_WORK REQUEST_
Retype the data in its entirety, with no word changed.

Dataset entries
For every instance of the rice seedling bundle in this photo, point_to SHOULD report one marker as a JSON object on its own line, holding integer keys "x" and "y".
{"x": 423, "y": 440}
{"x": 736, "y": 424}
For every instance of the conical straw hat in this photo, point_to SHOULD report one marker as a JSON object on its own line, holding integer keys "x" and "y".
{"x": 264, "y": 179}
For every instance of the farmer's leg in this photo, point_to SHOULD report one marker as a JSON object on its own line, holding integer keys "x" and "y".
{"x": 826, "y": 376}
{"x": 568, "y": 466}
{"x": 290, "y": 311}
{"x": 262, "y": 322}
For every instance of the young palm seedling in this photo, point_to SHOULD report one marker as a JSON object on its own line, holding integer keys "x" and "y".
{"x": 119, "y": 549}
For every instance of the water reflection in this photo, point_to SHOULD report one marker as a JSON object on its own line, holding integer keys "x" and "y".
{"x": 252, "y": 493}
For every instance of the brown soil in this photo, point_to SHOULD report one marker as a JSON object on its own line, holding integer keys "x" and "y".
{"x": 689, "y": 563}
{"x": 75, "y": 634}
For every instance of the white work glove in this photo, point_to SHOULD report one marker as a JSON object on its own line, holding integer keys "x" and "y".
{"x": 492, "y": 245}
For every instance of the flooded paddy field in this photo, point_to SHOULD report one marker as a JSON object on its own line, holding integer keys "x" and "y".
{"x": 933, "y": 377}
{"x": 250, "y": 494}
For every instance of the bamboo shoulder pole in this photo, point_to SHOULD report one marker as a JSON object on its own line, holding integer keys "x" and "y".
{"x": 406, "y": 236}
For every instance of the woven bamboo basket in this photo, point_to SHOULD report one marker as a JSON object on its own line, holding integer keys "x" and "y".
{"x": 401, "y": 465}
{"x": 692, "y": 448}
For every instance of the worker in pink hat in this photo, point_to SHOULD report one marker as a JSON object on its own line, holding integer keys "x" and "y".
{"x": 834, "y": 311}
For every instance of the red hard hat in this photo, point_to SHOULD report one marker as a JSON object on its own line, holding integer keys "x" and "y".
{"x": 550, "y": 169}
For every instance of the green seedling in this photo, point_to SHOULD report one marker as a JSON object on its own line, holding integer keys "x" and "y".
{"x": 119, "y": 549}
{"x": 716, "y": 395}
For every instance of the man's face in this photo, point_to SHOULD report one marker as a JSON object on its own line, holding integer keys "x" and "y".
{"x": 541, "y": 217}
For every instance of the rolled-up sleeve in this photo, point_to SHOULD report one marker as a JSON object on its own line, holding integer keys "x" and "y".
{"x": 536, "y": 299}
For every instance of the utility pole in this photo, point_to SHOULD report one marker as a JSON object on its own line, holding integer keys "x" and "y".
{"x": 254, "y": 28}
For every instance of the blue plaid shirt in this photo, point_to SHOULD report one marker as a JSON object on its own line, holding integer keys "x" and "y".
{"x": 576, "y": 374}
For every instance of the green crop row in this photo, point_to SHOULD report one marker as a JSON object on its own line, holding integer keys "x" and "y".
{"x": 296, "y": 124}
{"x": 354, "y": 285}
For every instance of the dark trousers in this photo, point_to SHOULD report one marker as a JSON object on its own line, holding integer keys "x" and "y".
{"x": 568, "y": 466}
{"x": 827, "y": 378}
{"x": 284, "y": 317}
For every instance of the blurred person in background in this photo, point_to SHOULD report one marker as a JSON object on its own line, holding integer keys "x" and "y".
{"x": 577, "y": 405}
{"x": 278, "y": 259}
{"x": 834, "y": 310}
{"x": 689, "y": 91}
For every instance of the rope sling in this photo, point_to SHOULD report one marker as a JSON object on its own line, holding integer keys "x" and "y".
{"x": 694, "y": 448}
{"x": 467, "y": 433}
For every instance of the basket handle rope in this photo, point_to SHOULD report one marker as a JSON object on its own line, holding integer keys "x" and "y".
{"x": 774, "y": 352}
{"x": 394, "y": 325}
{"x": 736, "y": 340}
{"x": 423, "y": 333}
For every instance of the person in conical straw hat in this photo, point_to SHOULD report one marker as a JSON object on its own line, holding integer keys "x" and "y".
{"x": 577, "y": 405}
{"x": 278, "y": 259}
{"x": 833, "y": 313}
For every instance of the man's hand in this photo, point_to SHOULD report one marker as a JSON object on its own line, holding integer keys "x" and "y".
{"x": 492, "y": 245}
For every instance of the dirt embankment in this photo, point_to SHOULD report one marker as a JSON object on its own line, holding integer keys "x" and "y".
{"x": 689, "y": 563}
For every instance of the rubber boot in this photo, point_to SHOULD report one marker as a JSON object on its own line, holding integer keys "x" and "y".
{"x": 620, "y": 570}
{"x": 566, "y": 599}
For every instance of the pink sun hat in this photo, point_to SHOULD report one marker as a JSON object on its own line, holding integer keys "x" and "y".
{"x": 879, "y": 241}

_ANSWER AREA_
For every instance of the rice seedling bundle in this photo, point_to SHOULD report one marker as a JSON object on its own line, holding integer keys "x" and "y".
{"x": 423, "y": 440}
{"x": 736, "y": 424}
For every instance of the conical straw hat in this photo, point_to SHOULD report one marker as a JSON object on its own line, holding integer keys "x" and "y".
{"x": 264, "y": 179}
For every instance of the farmer's leg in this photo, point_to SHOULD report one marker as a JSON object on its own line, holding integer keys "x" and "y".
{"x": 826, "y": 376}
{"x": 568, "y": 466}
{"x": 290, "y": 311}
{"x": 262, "y": 322}
For every instance of the young palm seedling in this photo, point_to SHOULD report one marker as a JSON object on its own line, holding integer keys "x" and "y".
{"x": 119, "y": 549}
For every instance of the water reflection in this photo, point_to SHOULD report one marker as a JSON object on its own line, holding integer keys "x" and "y".
{"x": 252, "y": 493}
For every instance of the brown soil in this photo, point_to SHOULD report one marker as a JSON object on its own line, holding integer keys "x" and "y".
{"x": 689, "y": 563}
{"x": 75, "y": 634}
For every instance of the white work glove in this photo, point_to SHOULD report one marker as a JSON object on its own line, holding integer keys "x" and "y".
{"x": 492, "y": 245}
For every instance of the flooded paddy field in this photo, point_to SHOULD report one marker as a JSON object on its own line, holding integer keys "x" and "y".
{"x": 933, "y": 377}
{"x": 250, "y": 494}
For every instance of the bamboo shoulder pole in this photo, point_to SHOULD report one marker as a JSON object on its own line, holding integer keys "x" and "y".
{"x": 406, "y": 236}
For every instance of the woven bamboo basket in this photo, point_to SHOULD report one marker as a JSON object on its own line, holding integer keys "x" and "y".
{"x": 401, "y": 465}
{"x": 692, "y": 448}
For every instance of the worker in pink hat in this photo, point_to SHOULD report one marker as a JSON object on its own line, holding integer keys "x" and "y".
{"x": 834, "y": 311}
For every instance of the red hard hat in this photo, point_to SHOULD report one marker as a JSON object on its own line, holding integer keys "x" and "y".
{"x": 550, "y": 169}
For every instance of the green seedling in this photo, point_to SHOULD report one marker as a JSON object on its own line, holding integer keys "x" and "y".
{"x": 119, "y": 549}
{"x": 716, "y": 395}
For every instance of the man's face in this photo, point_to SHOULD report one marker as a JSON object on its own line, holding integer keys "x" and "y".
{"x": 541, "y": 217}
For every instance of the rolled-up sleeve in this photo, point_to SHOULD report one marker as a JSON object on its own line, holding integer keys "x" and "y".
{"x": 536, "y": 299}
For every instance of the utility pole in this photo, point_to SHOULD report one marker as a JSON object on its own line, holding integer keys "x" and "y".
{"x": 254, "y": 28}
For every instance of the blue plaid shirt in this photo, point_to SHOULD report one marker as a JSON object on its own line, holding integer keys "x" and "y".
{"x": 576, "y": 374}
For every instance of the green crop row in this photo, point_to SHOULD report one marker as a JSON object on its own line, holding integer keys "x" and "y".
{"x": 296, "y": 124}
{"x": 354, "y": 285}
For every instance of the dark trousers in this photo, point_to SHOULD report one marker as a JSON object on its own line, holding integer keys "x" and "y".
{"x": 568, "y": 466}
{"x": 827, "y": 378}
{"x": 284, "y": 317}
For every instance of the blurred person in background in this photo, point_to SHOULD report one marker as a JSON object on its own line, holding integer keys "x" and "y".
{"x": 577, "y": 405}
{"x": 278, "y": 259}
{"x": 834, "y": 310}
{"x": 689, "y": 91}
For every instance of the rope sling in this photo, point_to SHOULD report one marker as a JSON object on its own line, holding integer keys "x" and "y".
{"x": 694, "y": 448}
{"x": 467, "y": 433}
For every instance of the basket handle rope in this photo, point_to SHOULD report one marker as a JSON object on its own line, holding integer keys "x" and "y".
{"x": 774, "y": 352}
{"x": 394, "y": 325}
{"x": 736, "y": 340}
{"x": 423, "y": 333}
For every instance of the person in conical straw hat in this photo, point_to SHOULD report one marker as a JSON object on its own line, holding integer keys "x" and "y".
{"x": 577, "y": 405}
{"x": 278, "y": 259}
{"x": 833, "y": 313}
For every instance of the man's hand in this photo, point_to SHOULD report one marker as a JSON object on its own line, holding integer keys "x" and "y".
{"x": 492, "y": 245}
For every instance of the dirt embankment in this photo, point_to SHOULD report one marker as a JSON object on its own line, holding integer keys "x" and "y".
{"x": 689, "y": 563}
For every instance of the rubber boot in this photo, point_to SHOULD report one marker as a JSON object on its own line, holding integer keys "x" and "y".
{"x": 620, "y": 570}
{"x": 566, "y": 599}
For every instance of the pink sun hat in this photo, point_to SHOULD report one marker as a JSON object on its own line, holding integer keys "x" and "y".
{"x": 879, "y": 241}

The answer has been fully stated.